» **DOCUMENT**:
####

# Up-date pics of my babies



## Tinkers Mousery (Feb 20, 2011)

Here are some up-dated pics of my babies. They are 11 days old. Tried to tell sexes today and think weve got 5 girls and 3 boys. 
Hope you like the pics, let me know what you think  

Links Removed 

These are the 3 plain babies ( not sure what colour they are going to be)

Links Removed

These are the 5 coloured babies.

Pictures Moved


----------



## SarahC (Oct 3, 2008)

Can't see the pics


----------



## sarahsnake (Oct 28, 2009)

i`m so pleased i`m not the only one that cant add piccies


----------



## cristowe (Feb 13, 2011)

Nope, cant see pics either.x


----------



## Tinkers Mousery (Feb 20, 2011)

think iv solved the problem. can anyone see them now???


----------



## SarahC (Oct 3, 2008)

:think no


----------



## Tinkers Mousery (Feb 20, 2011)

ok ill try add them again. can anyone see this pic??


----------



## SarahC (Oct 3, 2008)

yes


----------



## Tinkers Mousery (Feb 20, 2011)

####

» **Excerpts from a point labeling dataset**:
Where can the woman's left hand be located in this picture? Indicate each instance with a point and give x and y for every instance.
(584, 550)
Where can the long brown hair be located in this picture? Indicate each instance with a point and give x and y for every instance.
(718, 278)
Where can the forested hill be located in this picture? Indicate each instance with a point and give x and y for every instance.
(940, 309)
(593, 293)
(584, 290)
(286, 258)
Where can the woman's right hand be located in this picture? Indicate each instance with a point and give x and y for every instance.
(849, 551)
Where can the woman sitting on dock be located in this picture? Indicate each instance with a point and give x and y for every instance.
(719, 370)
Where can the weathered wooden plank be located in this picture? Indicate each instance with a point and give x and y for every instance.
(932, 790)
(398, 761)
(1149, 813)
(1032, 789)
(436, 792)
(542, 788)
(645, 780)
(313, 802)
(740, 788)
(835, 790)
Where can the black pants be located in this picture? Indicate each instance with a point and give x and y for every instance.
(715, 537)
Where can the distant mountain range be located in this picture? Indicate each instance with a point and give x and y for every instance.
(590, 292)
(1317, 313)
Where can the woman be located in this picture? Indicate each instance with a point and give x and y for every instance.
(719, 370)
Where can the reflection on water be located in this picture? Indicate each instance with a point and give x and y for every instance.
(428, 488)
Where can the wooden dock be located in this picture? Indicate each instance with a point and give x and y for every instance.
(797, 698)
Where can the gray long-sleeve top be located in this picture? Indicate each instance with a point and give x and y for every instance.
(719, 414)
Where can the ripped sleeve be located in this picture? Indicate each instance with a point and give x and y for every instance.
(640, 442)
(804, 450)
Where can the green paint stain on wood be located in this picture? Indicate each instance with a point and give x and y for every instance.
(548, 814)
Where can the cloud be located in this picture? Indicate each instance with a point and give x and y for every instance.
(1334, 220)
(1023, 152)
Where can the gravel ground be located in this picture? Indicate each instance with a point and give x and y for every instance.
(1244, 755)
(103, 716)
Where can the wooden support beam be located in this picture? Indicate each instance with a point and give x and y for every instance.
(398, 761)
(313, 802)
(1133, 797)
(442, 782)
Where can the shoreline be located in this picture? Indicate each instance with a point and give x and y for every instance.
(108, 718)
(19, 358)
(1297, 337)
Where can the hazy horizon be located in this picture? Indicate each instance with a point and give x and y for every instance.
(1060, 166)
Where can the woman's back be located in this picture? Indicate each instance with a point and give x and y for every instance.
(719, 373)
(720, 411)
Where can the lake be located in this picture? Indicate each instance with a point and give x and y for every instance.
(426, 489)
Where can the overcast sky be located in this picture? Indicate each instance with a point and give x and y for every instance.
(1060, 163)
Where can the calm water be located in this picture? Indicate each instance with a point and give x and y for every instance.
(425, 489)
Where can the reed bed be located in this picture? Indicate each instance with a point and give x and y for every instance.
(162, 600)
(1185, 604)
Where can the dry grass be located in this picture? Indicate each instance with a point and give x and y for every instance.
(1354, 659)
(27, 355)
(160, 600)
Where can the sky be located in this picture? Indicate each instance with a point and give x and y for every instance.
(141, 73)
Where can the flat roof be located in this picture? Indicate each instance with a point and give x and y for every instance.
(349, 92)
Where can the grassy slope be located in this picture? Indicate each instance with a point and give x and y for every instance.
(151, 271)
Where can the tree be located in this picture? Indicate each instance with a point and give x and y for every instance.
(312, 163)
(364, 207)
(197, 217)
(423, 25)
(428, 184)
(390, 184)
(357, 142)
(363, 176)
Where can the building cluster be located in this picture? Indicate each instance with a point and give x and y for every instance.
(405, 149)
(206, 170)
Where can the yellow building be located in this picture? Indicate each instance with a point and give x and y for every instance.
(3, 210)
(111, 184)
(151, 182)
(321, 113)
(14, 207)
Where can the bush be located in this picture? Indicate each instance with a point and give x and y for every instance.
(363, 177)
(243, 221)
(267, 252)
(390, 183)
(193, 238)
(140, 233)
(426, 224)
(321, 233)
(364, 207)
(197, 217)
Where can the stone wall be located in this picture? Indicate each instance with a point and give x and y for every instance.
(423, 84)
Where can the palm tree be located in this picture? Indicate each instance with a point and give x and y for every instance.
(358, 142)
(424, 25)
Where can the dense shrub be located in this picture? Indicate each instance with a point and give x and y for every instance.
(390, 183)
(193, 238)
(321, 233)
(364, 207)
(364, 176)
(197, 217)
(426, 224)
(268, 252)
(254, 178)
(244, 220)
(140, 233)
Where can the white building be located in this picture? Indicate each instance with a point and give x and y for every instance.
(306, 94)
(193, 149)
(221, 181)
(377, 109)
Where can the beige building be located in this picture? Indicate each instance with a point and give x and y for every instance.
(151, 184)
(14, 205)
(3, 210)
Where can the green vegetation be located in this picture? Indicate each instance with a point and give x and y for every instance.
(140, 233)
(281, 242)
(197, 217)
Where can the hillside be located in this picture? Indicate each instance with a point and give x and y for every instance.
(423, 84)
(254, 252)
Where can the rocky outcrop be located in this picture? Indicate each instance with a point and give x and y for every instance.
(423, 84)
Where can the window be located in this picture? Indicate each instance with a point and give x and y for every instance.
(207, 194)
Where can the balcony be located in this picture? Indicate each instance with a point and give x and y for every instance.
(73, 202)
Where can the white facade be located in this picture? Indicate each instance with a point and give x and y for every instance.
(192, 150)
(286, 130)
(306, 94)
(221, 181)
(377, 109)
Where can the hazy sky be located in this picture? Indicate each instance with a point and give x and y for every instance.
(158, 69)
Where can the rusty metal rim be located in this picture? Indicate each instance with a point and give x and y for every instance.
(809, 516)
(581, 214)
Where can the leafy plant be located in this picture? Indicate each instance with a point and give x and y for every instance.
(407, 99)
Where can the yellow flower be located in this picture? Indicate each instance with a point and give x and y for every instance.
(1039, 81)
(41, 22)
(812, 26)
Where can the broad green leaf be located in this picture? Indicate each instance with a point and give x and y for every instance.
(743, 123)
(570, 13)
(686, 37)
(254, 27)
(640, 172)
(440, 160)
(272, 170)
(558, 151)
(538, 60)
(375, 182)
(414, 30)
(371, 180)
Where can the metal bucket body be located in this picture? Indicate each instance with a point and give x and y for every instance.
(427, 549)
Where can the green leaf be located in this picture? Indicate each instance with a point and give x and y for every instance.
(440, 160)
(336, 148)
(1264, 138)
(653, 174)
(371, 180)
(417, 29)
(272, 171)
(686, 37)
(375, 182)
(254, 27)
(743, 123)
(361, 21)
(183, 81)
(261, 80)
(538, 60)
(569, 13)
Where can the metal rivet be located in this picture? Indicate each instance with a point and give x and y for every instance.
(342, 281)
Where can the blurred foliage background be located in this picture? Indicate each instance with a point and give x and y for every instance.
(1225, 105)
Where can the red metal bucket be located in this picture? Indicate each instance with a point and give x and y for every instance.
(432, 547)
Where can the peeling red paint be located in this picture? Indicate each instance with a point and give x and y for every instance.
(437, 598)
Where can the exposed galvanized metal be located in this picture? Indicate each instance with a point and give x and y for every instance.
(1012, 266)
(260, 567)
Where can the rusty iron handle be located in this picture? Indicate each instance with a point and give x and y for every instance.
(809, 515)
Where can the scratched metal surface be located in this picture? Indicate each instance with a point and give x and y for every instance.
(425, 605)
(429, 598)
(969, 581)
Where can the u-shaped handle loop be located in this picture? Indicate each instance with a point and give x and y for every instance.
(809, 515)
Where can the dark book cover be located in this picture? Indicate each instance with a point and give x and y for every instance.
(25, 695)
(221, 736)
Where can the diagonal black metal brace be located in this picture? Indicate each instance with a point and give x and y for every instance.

####

» **SET EXERCISE**:
Repeat the whole forum thread about the baby pictures word for word. The lines play no part in the forum thread.

» **WORKED ANSWER**:
# Up-date pics of my babies



## Tinkers Mousery (Feb 20, 2011)

Here are some up-dated pics of my babies. They are 11 days old. Tried to tell sexes today and think weve got 5 girls and 3 boys. 
Hope you like the pics, let me know what you think  

Links Removed 

These are the 3 plain babies ( not sure what colour they are going to be)

Links Removed

These are the 5 coloured babies.

Pictures Moved


----------



## SarahC (Oct 3, 2008)

Can't see the pics


----------



## sarahsnake (Oct 28, 2009)

i`m so pleased i`m not the only one that cant add piccies


----------



## cristowe (Feb 13, 2011)

Nope, cant see pics either.x


----------



## Tinkers Mousery (Feb 20, 2011)

think iv solved the problem. can anyone see them now???


----------



## SarahC (Oct 3, 2008)

:think no


----------



## Tinkers Mousery (Feb 20, 2011)

ok ill try add them again. can anyone see this pic??


----------



## SarahC (Oct 3, 2008)

yes


----------



## Tinkers Mousery (Feb 20, 2011)